**WHAT TO DO**: Write out exactly the lines of the entries below from the one holding "the pavement, placing" to the one holding "of the dark", inclusive, and leave out all other lines.

(Extracted records)
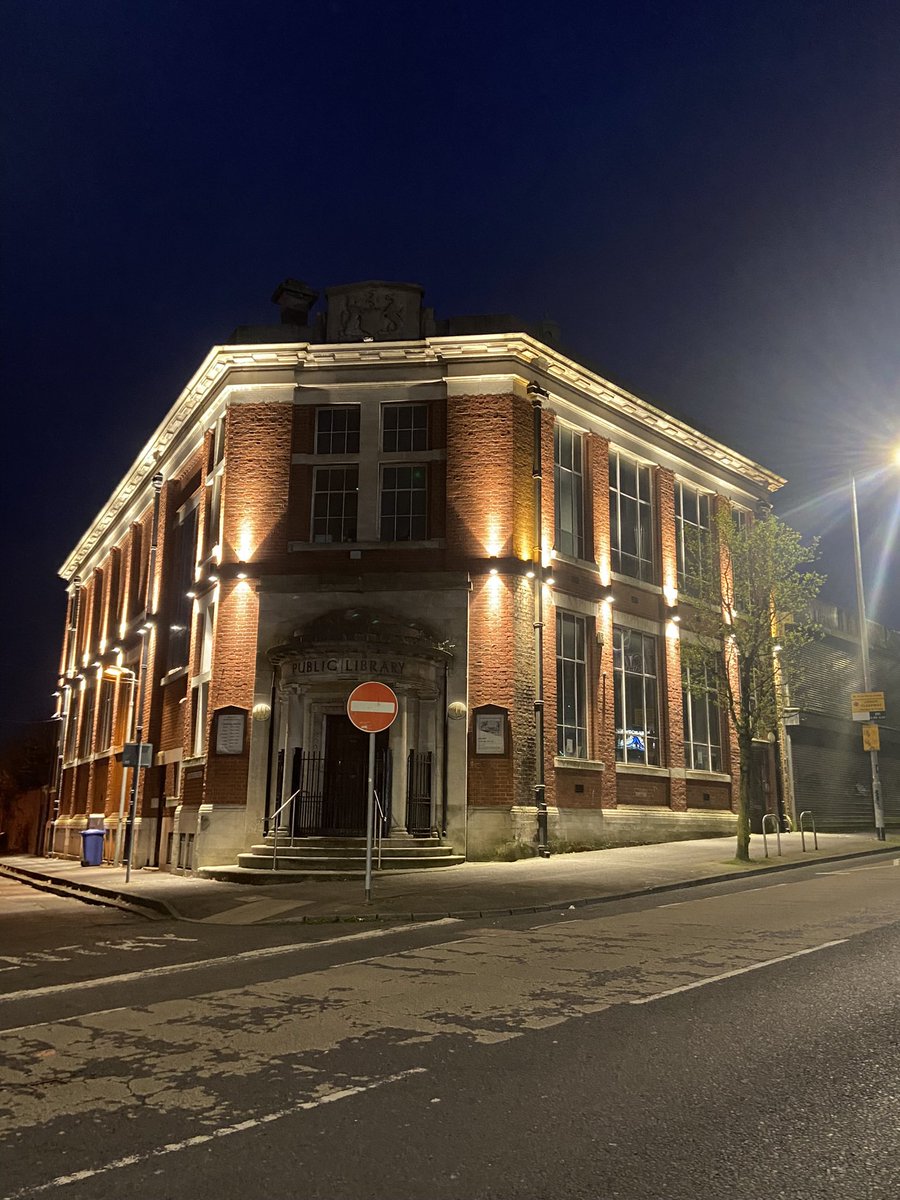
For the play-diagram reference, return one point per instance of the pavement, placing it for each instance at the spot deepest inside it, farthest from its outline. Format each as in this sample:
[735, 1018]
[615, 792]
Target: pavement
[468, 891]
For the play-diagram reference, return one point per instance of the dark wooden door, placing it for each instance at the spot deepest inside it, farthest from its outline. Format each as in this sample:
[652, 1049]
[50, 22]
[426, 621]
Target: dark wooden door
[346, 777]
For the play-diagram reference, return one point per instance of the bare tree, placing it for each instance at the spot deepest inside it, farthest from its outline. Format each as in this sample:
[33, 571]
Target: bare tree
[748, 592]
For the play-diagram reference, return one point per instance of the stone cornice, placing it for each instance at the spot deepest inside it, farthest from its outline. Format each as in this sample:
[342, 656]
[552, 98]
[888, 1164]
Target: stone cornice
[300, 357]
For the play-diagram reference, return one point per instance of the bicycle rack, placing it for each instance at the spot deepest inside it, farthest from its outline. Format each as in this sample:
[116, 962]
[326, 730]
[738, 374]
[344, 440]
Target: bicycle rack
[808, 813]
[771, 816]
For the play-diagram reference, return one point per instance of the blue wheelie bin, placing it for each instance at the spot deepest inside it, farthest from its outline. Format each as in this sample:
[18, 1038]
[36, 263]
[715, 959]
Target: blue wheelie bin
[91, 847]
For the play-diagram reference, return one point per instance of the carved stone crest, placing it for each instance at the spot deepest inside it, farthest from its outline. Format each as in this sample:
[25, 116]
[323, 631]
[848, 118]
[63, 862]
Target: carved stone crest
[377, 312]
---
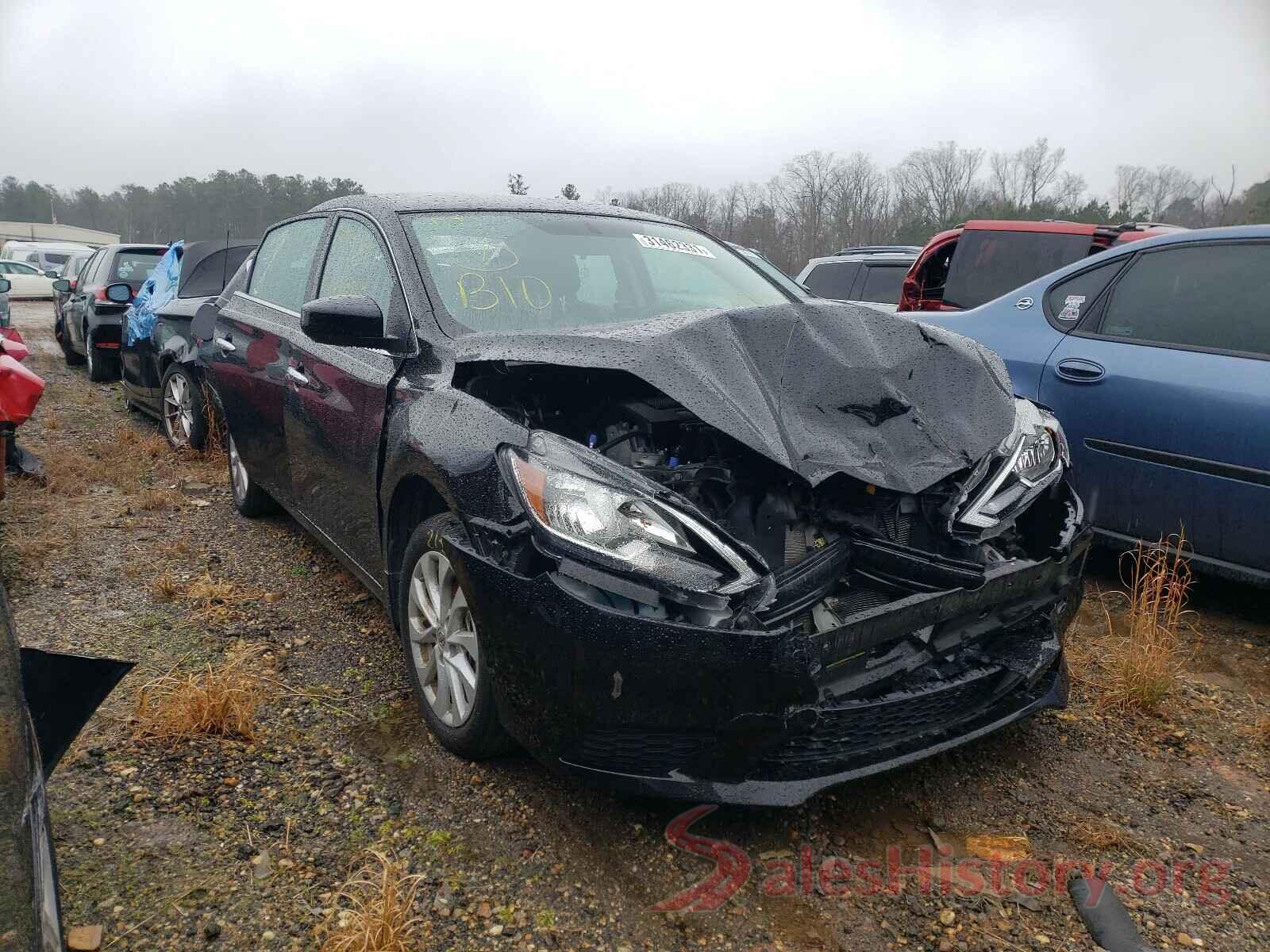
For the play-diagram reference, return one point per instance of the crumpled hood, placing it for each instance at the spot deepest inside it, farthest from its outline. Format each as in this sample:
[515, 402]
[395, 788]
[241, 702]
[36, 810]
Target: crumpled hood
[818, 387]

**ANSWER TO THIS EXERCISE**:
For the play-diagram reference, return one point per instance of the pavement, placing it for each instance at the spot deepest inside it, farthest from its outline. Format each as in this sample:
[735, 1018]
[615, 792]
Target: pavement
[468, 891]
For the play-diagram reference, return one point per instance of the dark wooden door, placing it for each instance at the spot deepest inside it, farthest from its outline. Format each as in this sample:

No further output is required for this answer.